* [Exercise 1]
Decide whether each statement agrees with the mailing list message below, and answer yes or no, quoting the deciding words of the message.
(a) Mel Gorman's reply was sent on Tuesday, September 15, 2009.
(b) The patch changes more than one file.
(c) David Rientjes acked the patch.
* [Exercise 2]
Using the mailing list message below, answer each question on its own line.
(a) What did version V2 of the patch add?
(b) How many insertions and deletions does the patch make?
(c) Which file does the patch change?

==== Text to read

Re: [PATCH 7/11] hugetlb: update hugetlb documentation for mempolicy based management.

Mel Gorman <mel@xxxxxxxxx> · Wed, 16 Sep 2009 14:37:03 +0100



On Tue, Sep 15, 2009 at 04:45:04PM -0400, Lee Schermerhorn wrote:
> [PATCH 7/11] hugetlb:  update hugetlb documentation for mempolicy based management.
> 
> Against:  2.6.31-mmotm-090914-0157
> 
> V2:  Add brief description of per node attributes.
> 
> V6:  address review comments
> 
> This patch updates the kernel huge tlb documentation to describe the
> numa memory policy based huge page management.  Additionaly, the patch
> includes a fair amount of rework to improve consistency, eliminate
> duplication and set the context for documenting the memory policy
> interaction.
> 
> Signed-off-by: Lee Schermerhorn <lee.schermerhorn@xxxxxx>
> Acked-by: David Rientjes <rientjes@xxxxxxxxxx>
> 

Acked-by: Mel Gorman <mel@xxxxxxxxx>

>  Documentation/vm/hugetlbpage.txt |  263 +++++++++++++++++++++++++--------------
>  1 file changed, 175 insertions(+), 88 deletions(-)

========
==== Material

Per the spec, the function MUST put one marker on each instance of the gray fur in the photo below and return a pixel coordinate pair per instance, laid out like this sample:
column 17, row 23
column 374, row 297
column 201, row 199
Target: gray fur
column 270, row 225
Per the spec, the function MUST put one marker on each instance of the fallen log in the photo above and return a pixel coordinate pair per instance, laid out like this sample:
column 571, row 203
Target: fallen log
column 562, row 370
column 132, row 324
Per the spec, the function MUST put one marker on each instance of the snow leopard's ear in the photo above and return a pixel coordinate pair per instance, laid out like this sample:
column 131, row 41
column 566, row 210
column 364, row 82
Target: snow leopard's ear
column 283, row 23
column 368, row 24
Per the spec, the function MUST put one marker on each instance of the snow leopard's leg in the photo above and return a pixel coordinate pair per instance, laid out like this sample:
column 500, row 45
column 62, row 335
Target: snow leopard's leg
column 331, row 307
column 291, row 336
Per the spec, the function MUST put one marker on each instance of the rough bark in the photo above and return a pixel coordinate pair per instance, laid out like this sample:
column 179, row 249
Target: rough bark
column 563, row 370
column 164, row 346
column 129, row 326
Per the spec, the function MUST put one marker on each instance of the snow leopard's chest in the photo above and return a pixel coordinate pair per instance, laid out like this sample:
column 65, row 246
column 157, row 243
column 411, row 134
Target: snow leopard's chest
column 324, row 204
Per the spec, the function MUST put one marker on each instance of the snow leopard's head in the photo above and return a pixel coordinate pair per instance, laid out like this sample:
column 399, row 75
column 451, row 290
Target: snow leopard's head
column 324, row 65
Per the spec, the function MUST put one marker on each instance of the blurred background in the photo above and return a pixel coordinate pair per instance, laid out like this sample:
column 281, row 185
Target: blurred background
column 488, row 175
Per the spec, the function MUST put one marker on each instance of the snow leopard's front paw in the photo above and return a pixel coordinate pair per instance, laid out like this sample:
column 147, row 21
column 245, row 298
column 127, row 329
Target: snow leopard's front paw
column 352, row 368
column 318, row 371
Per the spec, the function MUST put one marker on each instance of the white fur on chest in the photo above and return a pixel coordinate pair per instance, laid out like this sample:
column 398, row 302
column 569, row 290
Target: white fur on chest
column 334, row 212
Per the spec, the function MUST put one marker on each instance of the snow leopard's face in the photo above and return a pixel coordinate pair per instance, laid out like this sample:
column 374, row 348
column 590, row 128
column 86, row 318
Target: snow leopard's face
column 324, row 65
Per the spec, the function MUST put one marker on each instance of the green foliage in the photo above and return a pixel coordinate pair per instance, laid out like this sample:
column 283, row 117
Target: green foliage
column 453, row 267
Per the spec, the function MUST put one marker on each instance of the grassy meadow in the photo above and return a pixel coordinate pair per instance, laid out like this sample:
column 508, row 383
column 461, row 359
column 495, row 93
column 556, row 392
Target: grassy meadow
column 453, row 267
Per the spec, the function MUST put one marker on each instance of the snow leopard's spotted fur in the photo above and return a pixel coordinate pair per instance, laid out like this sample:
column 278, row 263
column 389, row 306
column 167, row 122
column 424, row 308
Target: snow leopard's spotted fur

========

* [Correct answer 1]
(a) No: "Wed, 16 Sep 2009 14:37:03 +0100"
(b) No: "1 file changed, 175 insertions(+), 88 deletions(-)"
(c) Yes: "Acked-by: David Rientjes <rientjes@xxxxxxxxxx>"

* [Correct answer 2]
(a) A brief description of per node attributes.
(b) 175 insertions and 88 deletions.
(c) Documentation/vm/hugetlbpage.txt